Página -
----------

13 de abril de 2013

Arte, belleza, sensibilidad…

Palmira López

Hace un tiempo, compartía conversación con un querido amigo mío sobre la fascinación que provoca cierta música, la pasión que puede contagiarnos, y la agitación a la que puede inducirnos, hasta el punto de poder llegar a perturbar nuestro ánimo. Decíamos entonces que cuando oímos una pieza musical que nos ha cautivado, nos referimos a una sensación que agrada a los sentidos y que, normalmente, de manera natural, la explicamos asociándola con lo bello porque nos parece tiene que ver con la perfección, lo ordenado y lo armónico. Por otra parte, comentábamos que no tenemos la necesidad de saber técnicamente qué o cuál cosa tiene que ver con el logro de su belleza, sino que más bien experimentamos esa emoción de acuerdo a cómo percibimos esa realidad que nos conmueve.

----------

Filas de un conjunto de datos:
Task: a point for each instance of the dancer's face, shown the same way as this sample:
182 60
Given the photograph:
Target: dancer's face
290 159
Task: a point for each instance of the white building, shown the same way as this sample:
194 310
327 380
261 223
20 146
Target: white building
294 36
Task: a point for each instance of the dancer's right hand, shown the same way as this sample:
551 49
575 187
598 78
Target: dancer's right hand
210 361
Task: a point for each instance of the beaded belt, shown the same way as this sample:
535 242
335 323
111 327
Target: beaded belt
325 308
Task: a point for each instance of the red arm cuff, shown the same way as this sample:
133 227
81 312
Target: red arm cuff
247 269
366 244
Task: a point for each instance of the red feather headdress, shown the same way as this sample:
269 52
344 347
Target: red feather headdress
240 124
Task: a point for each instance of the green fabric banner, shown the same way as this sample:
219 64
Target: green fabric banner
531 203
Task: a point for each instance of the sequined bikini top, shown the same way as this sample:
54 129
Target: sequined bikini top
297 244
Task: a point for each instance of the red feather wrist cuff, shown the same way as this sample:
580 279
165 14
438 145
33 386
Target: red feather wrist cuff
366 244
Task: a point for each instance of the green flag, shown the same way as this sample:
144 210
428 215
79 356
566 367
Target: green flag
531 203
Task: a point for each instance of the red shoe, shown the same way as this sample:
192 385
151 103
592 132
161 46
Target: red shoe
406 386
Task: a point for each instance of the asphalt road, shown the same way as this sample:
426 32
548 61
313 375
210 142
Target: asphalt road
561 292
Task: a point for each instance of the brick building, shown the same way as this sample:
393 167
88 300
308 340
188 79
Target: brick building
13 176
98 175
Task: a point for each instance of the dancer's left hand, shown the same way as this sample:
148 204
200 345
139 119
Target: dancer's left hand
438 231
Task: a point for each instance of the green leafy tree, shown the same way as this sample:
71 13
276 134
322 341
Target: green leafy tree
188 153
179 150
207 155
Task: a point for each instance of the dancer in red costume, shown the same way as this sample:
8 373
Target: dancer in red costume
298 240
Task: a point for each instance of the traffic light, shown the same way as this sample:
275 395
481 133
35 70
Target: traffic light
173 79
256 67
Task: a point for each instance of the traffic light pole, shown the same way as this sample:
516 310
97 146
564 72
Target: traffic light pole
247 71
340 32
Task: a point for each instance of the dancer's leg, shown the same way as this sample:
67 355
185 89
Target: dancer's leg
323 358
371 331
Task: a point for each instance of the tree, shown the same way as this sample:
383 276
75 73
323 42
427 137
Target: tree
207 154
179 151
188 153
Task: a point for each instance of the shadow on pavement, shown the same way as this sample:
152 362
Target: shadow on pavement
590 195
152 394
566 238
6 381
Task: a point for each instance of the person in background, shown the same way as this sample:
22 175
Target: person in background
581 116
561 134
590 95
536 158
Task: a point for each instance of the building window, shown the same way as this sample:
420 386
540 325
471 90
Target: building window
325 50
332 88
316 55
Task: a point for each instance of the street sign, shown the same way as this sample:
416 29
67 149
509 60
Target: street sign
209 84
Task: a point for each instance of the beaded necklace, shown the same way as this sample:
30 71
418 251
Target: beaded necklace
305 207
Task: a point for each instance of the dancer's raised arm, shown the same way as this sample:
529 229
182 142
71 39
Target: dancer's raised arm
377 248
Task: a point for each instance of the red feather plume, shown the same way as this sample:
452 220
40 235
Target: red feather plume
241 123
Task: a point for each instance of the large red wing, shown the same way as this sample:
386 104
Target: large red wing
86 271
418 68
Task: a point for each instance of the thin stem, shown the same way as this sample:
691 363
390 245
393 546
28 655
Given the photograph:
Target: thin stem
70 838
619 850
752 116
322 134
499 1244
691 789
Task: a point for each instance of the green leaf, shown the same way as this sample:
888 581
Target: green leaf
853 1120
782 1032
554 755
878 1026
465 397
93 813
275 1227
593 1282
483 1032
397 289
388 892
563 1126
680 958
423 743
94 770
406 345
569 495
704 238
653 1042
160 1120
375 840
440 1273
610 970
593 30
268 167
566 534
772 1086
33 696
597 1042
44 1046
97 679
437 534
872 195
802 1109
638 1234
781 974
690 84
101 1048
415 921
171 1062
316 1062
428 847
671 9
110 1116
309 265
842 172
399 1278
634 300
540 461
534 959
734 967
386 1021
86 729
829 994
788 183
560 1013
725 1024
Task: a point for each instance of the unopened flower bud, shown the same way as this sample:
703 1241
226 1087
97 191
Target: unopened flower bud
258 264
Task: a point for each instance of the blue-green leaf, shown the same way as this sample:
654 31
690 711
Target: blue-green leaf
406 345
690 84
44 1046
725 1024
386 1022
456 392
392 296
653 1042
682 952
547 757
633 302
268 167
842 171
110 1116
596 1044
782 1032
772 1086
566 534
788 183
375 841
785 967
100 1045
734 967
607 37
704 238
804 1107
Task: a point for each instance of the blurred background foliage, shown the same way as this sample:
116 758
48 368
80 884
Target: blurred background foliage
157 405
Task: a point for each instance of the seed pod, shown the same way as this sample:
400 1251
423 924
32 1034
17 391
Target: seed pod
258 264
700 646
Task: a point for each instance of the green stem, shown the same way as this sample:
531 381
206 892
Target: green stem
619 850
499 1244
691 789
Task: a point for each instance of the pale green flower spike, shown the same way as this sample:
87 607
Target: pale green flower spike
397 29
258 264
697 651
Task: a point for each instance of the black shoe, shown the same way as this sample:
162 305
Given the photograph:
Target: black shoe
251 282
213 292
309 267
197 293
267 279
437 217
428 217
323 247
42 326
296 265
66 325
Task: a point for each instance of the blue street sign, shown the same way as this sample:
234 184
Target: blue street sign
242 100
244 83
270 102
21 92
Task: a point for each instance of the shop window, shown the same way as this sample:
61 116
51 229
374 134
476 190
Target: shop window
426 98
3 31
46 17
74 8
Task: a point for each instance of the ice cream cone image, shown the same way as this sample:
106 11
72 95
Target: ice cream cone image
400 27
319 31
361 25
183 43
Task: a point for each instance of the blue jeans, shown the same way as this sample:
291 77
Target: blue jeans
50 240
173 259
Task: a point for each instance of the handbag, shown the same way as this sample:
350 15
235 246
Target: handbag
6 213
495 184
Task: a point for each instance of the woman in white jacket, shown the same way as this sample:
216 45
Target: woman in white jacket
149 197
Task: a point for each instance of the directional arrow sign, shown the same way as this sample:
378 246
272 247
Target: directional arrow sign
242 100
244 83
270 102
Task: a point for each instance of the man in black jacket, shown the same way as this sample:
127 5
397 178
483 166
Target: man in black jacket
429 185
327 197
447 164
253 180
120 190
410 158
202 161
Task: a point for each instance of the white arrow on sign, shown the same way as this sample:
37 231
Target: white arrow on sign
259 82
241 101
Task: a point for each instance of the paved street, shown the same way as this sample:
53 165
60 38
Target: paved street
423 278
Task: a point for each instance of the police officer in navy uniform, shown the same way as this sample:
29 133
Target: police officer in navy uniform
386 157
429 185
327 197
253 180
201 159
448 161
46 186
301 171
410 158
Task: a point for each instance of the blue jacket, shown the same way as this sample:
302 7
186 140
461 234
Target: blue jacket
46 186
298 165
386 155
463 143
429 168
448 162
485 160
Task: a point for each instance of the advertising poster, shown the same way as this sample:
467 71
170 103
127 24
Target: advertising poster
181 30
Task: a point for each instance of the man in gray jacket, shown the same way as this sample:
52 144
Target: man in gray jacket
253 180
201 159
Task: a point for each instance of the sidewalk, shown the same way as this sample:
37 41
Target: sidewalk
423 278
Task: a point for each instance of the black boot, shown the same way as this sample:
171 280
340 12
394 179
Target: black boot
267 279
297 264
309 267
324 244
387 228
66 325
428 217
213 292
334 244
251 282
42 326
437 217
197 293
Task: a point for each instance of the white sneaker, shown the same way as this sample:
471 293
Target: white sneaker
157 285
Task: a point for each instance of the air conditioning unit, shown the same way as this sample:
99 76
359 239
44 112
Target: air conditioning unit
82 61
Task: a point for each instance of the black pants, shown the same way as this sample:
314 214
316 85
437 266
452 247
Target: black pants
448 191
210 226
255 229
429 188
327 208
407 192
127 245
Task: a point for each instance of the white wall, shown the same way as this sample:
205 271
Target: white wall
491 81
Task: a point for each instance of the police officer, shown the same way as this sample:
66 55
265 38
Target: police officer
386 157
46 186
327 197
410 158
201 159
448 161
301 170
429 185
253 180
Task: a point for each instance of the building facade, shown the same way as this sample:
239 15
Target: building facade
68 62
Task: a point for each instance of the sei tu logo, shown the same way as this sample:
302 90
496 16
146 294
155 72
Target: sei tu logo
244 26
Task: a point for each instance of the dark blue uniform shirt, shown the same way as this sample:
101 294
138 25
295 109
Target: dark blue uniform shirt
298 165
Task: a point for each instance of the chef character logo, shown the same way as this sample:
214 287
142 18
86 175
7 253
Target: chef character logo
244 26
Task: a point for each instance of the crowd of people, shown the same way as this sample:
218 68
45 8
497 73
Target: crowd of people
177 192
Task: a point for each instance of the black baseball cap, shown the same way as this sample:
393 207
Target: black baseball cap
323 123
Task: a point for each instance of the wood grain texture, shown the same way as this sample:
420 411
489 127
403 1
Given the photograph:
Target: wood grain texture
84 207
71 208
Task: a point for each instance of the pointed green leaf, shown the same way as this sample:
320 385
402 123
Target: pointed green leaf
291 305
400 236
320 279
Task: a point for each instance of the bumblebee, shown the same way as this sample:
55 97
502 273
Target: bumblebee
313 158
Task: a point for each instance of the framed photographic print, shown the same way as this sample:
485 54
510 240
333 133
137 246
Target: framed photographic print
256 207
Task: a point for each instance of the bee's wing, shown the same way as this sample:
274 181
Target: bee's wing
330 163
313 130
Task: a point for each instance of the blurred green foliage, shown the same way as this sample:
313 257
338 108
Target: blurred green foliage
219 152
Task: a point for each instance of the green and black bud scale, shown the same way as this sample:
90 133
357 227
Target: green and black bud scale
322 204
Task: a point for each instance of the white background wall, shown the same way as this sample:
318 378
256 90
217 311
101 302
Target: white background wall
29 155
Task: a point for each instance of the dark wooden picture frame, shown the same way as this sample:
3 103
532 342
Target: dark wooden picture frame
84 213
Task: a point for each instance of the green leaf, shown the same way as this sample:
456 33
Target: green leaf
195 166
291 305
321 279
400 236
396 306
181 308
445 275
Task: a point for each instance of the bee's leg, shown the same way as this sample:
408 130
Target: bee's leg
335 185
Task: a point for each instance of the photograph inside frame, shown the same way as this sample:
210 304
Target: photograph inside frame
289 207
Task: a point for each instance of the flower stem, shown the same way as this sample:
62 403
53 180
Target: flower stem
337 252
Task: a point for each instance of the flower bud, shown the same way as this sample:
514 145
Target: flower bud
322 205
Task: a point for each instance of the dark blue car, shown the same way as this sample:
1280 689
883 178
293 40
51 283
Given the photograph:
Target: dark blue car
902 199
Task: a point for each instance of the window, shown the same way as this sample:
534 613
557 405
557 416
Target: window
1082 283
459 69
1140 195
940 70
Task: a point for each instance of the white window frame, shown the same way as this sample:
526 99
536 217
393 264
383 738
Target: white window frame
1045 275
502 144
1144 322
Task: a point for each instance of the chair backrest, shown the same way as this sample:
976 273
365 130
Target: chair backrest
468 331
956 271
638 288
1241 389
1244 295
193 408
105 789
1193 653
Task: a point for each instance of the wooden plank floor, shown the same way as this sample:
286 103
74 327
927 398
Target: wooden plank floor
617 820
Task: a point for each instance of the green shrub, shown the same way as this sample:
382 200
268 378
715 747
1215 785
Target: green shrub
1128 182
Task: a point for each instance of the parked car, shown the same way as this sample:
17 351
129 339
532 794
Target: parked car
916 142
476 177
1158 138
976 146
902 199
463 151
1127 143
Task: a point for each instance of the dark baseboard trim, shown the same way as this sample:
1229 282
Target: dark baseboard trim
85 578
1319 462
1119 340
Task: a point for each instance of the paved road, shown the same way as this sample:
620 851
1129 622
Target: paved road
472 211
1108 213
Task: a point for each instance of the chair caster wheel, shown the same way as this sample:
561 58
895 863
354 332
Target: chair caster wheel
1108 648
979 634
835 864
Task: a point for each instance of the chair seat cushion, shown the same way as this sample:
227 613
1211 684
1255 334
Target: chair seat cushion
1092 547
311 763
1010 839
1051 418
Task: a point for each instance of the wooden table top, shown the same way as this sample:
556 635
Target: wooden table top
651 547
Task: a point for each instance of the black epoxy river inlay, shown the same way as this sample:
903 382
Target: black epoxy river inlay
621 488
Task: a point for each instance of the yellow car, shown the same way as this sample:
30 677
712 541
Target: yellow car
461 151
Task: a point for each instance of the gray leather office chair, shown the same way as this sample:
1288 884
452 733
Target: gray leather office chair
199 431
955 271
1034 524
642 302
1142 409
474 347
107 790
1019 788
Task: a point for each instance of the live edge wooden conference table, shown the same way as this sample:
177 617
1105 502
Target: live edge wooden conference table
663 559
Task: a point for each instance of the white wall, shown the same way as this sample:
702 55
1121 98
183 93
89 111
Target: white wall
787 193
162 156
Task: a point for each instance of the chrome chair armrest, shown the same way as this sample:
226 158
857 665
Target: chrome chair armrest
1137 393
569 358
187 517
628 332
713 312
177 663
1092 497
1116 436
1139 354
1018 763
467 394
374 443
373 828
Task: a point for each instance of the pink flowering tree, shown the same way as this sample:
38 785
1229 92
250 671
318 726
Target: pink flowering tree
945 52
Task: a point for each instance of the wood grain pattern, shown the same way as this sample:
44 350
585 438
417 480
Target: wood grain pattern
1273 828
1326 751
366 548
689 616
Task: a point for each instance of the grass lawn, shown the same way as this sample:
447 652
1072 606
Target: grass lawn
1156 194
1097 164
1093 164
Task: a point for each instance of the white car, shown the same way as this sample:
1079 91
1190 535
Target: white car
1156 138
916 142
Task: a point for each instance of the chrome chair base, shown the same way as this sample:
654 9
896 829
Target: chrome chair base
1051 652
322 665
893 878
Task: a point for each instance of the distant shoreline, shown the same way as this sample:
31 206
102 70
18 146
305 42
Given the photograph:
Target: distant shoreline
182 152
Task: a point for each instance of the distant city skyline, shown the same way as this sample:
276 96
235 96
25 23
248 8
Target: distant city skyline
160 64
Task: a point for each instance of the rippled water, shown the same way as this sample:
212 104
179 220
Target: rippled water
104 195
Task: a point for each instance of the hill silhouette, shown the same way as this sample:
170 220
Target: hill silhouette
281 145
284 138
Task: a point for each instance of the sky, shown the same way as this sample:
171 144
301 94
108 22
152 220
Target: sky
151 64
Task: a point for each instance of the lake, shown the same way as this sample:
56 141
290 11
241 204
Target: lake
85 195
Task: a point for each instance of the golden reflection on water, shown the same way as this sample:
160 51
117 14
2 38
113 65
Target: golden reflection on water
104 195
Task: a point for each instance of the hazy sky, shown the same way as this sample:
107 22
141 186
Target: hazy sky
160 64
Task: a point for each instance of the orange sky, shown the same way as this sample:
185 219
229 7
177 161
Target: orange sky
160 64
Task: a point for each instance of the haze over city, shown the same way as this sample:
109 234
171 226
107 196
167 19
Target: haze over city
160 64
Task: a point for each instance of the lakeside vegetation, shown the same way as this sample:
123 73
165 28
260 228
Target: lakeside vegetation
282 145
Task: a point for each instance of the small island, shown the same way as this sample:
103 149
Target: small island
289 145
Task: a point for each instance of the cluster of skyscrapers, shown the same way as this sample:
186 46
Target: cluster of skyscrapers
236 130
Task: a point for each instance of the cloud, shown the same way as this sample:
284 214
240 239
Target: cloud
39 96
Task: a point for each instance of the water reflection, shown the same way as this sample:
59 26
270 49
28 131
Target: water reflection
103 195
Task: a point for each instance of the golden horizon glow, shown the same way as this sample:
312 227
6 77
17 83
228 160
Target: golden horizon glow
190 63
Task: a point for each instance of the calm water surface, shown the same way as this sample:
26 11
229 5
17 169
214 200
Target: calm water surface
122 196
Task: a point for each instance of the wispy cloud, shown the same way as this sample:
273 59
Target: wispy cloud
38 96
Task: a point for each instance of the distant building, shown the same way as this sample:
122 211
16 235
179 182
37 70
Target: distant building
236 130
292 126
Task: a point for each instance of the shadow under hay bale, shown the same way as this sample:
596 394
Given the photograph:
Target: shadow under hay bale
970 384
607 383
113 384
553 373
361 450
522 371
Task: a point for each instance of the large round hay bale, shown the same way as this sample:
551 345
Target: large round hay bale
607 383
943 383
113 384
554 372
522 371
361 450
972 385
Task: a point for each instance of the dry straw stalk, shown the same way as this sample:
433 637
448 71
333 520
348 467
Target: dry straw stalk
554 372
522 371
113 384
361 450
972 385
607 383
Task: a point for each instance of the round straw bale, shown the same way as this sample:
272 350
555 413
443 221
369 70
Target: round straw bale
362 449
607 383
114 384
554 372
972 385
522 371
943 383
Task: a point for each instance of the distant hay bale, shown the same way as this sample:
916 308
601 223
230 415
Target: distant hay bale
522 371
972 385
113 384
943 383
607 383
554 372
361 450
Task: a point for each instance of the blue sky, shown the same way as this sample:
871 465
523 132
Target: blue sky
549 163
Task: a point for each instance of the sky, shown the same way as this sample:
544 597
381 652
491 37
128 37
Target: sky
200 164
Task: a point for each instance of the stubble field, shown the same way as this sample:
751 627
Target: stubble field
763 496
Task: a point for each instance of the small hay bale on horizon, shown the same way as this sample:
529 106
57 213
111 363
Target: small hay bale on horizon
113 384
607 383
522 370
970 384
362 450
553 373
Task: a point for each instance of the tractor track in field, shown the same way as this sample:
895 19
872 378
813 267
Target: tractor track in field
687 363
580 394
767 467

----------

Tareas -
A: Cuenta las líneas de los registros que contienen la cadena "building", teniendo en cuenta mayúsculas y minúsculas. Responde únicamente con el número.
B: Retoma el texto sobre la música y la belleza y continúalo a partir de su última oración.
El texto sobre la música y la belleza y los registros son materiales independientes entre sí.

Respuestas -
A: 10

B:
Llevados por estas cavilaciones, aquella mañana, conversando, llegamos a la música de Bach como ejemplo de orden, perfección y belleza, además de espiritualidad. Nos llamaba la atención la capacidad del músico alemán para emocionar a través de unas composiciones que resultan tan técnicamente refinadas como conmovedoras. Una dualidad que, comentábamos, se manifiesta en su constante combinación de consonancias y disonancias, soberbia y casi incomprensiblemente transformadas en una unidad musical turbadora. Es como si Bach —decíamos— pudiera percibir la música, llegara concebirla como un objeto único, acabado y perfecto, como un átomo; es como si pudiera visualizar los sonidos distribuidos por el espacio, quedando éstos ordenados en él, de modo que la música pudiera tomar forma al mismo tiempo que fuera capaz de manifestar su significado, su esencia. Una esencia de lo bello que tiene que ver con un saber sensible: la estética.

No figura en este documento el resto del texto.